Your instructions
Before you finish, make sure each line of the records has been retyped exactly.

Dataset records
──────

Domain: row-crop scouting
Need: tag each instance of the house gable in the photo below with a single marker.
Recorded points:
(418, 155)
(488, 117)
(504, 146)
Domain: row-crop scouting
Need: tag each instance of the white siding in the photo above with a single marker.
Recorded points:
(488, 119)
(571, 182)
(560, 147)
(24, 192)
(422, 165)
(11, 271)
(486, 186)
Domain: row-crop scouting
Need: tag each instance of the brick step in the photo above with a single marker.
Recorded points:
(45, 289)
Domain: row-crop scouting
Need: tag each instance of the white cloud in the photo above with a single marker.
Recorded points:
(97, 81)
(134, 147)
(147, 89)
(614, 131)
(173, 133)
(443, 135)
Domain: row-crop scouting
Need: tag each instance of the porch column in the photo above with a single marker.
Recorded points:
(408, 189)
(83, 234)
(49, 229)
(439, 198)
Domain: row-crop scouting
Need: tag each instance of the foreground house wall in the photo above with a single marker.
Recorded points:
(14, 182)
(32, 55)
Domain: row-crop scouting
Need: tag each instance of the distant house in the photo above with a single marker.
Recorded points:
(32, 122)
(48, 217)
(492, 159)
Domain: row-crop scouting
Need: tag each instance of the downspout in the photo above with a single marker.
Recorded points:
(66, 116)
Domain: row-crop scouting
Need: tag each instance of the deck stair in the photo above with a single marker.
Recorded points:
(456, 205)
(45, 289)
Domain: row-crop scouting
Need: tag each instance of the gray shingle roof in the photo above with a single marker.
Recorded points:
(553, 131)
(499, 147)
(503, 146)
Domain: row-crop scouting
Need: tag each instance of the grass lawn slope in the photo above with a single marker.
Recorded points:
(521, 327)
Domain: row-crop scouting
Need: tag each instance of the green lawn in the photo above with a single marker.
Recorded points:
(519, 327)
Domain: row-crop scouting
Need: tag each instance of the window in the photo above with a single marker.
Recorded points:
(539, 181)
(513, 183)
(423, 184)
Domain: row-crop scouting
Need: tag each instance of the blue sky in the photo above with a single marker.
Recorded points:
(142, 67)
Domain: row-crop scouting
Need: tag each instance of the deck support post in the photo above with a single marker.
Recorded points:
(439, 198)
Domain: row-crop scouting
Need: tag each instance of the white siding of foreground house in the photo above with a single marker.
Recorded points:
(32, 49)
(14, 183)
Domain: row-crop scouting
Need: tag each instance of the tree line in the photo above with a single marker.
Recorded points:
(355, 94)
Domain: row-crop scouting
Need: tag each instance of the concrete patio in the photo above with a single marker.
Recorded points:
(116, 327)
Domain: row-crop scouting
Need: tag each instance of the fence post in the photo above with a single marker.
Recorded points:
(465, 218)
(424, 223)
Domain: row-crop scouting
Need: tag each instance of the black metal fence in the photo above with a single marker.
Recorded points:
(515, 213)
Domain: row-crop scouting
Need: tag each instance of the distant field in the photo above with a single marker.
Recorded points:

──────

Result
Domain: row-crop scouting
Need: tag each instance of the house gable in the photo below with a single marker.
Recorded points:
(418, 155)
(488, 117)
(504, 146)
Domain: row-crop scouting
Need: tag each instance of the white siding in the photo above with a single marker.
Recorded points:
(488, 119)
(571, 182)
(560, 147)
(24, 192)
(422, 165)
(11, 271)
(486, 186)
Domain: row-crop scouting
Need: tag each instance of the brick step in the photo above with a single marker.
Recorded points:
(45, 289)
Domain: row-crop scouting
Need: tag each instance of the white cloud in the photo above with a single marker.
Recorded points:
(97, 81)
(134, 147)
(147, 89)
(614, 131)
(173, 133)
(443, 135)
Domain: row-crop scouting
Need: tag each instance of the porch column in the photo above with a single marker.
Recorded points:
(408, 189)
(83, 234)
(49, 229)
(439, 198)
Domain: row-crop scouting
Need: tag each instance of the foreground house wall in the photo above with a single marker.
Recorded points:
(14, 182)
(32, 55)
Domain: row-crop scouting
Need: tag each instance of the distant house in the photo above with a single marker.
Recorded points:
(32, 122)
(48, 217)
(492, 159)
Domain: row-crop scouting
Need: tag each instance of the downspout in the photo above with a single marker.
Recorded points:
(66, 116)
Domain: row-crop scouting
Need: tag each instance of the deck stair in the photo above with a single marker.
Recorded points:
(456, 205)
(45, 289)
Domain: row-crop scouting
Need: tag each instance of the gray shingle roof in the photo above with a single marker.
Recorded points:
(553, 131)
(499, 147)
(503, 146)
Domain: row-crop scouting
Need: tag each instance of the grass lawn slope in the photo above with a single marker.
Recorded points:
(521, 327)
Domain: row-crop scouting
Need: tag each instance of the green lawn in the photo above with a single marker.
Recorded points:
(519, 327)
Domain: row-crop scouting
Need: tag each instance of the window in the photo above with a single marker.
Recorded points:
(539, 181)
(513, 183)
(423, 184)
Domain: row-crop scouting
Need: tag each instance of the blue sky in the photo above with a single marker.
Recorded points:
(142, 67)
Domain: row-crop scouting
Need: tag each instance of the deck support post in the photo above with a single marker.
Recorded points:
(439, 198)
Domain: row-crop scouting
Need: tag each instance of the white siding of foreground house in the photo above with a single marker.
Recorded points:
(32, 49)
(14, 183)
Domain: row-crop scouting
Need: tag each instance of the tree line in the photo above with a single marker.
Recorded points:
(355, 94)
Domain: row-crop scouting
Need: tag each instance of the concrete patio in the photo above with a single marker.
Recorded points:
(116, 327)
Domain: row-crop scouting
Need: tag each instance of the fence post in the photo above with a single marker.
Recorded points:
(465, 218)
(424, 223)
Domain: row-crop scouting
Need: tag each instance of the black metal fence in the photo above with a single marker.
Recorded points:
(515, 213)
Domain: row-crop scouting
Need: tag each instance of the distant field in the photo above with a single marker.
Recorded points:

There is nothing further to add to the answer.